** Begin TASK INPUT **

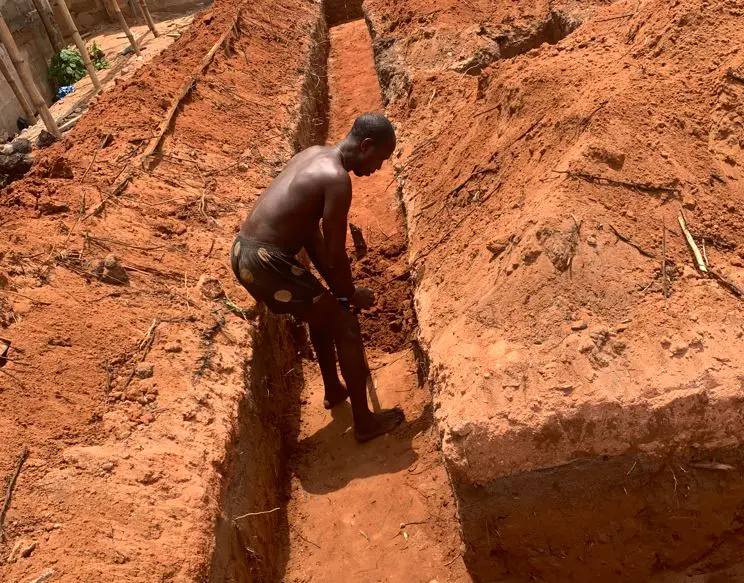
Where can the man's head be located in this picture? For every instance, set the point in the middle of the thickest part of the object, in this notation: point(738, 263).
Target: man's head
point(372, 139)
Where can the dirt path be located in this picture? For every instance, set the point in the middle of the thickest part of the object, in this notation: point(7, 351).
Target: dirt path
point(349, 502)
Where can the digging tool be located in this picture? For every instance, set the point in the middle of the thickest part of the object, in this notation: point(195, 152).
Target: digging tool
point(4, 348)
point(371, 389)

** End TASK INPUT **

PROBLEM DESCRIPTION.
Please copy out all the data above word for word, leaving out the pictures.

RESULT.
Where can the man's head be located in this picture? For every instance, set the point in the middle of the thickest part of the object, in this notation: point(738, 263).
Target: man's head
point(372, 139)
Where can the dirt path be located in this picture? For every instance, set the point in the middle of the thickest part of the object, in this notation: point(7, 351).
Target: dirt path
point(349, 502)
Where can the digging tool be located in this picture? For every instance, set the point in the middle of the thickest part of the object, in this notation: point(195, 152).
Target: digging tool
point(4, 348)
point(371, 389)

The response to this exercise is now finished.